Provided text:

========================================

Innovation Management Watch Summary: “Investing in Innovation” by McKinsey & Company

Jun 23, 2026

Source: Image generated by AI 

Innovation is widely recognized as one of the most important drivers of long-term growth and competitive advantage. Yet McKinsey’s latest global survey reveals a striking contradiction: while executives expect innovation to play a critical role in their organizations’ future success, most companies are either freezing, reducing, or holding flat their innovation spending. Nearly 60% of surveyed organizations reported plans to cut or freeze innovation investments, even as many expect a significant share of future revenue to come from products, services, and business models that do not yet exist. 

They argue that this pattern is particularly risky during periods of economic uncertainty. When markets become volatile, organizations often prioritize short-term profitability over longer-term growth initiatives. However, the firm’s research suggests that companies that maintain a through-cycle approach to innovation and growth investments consistently outperform peers over time. Rather than waiting for stability to return, organizations should adapt to changing conditions while continuing to build future growth options.

========================================

Given data:
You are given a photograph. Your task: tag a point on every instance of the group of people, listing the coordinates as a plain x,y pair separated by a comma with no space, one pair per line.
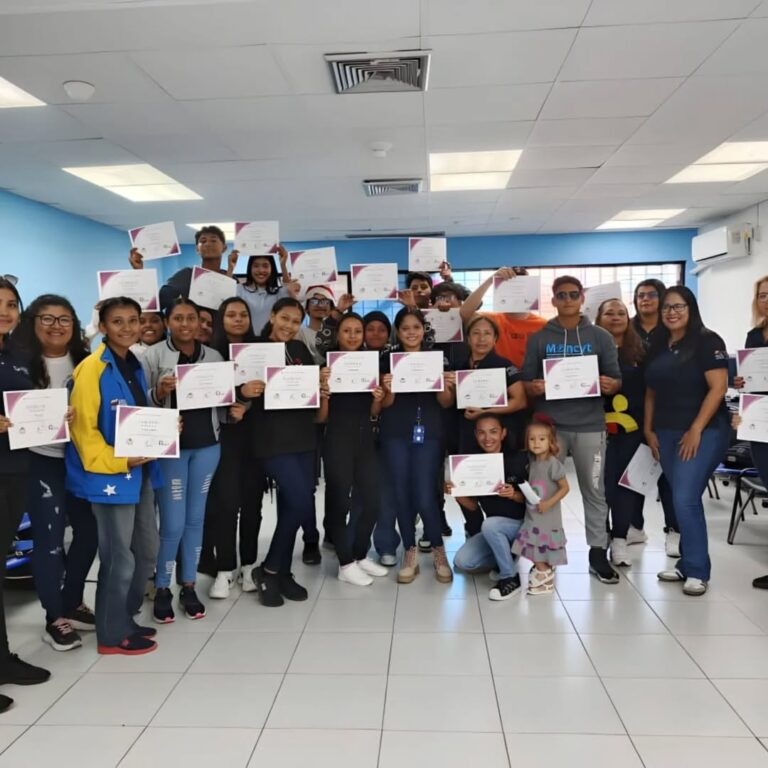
663,378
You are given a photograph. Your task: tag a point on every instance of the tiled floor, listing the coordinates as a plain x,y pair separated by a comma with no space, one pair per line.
596,676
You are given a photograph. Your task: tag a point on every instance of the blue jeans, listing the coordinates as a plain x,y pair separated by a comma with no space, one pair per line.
412,471
59,578
491,548
294,474
127,555
182,510
688,480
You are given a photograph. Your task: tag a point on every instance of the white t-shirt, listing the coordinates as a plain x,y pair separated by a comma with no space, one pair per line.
60,371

========================================

Required task 1:
In the innovation survey summary, what share of surveyed organizations reported plans to cut or freeze innovation investments?
Required task 2:
From the innovation survey summary, quote the passage starting with "Jun 23, 2026" and going on through "not yet exist.".

Full answer 1:
Nearly 60%

Full answer 2:
Jun 23, 2026

Source: Image generated by AI 

Innovation is widely recognized as one of the most important drivers of long-term growth and competitive advantage. Yet McKinsey’s latest global survey reveals a striking contradiction: while executives expect innovation to play a critical role in their organizations’ future success, most companies are either freezing, reducing, or holding flat their innovation spending. Nearly 60% of surveyed organizations reported plans to cut or freeze innovation investments, even as many expect a significant share of future revenue to come from products, services, and business models that do not yet exist.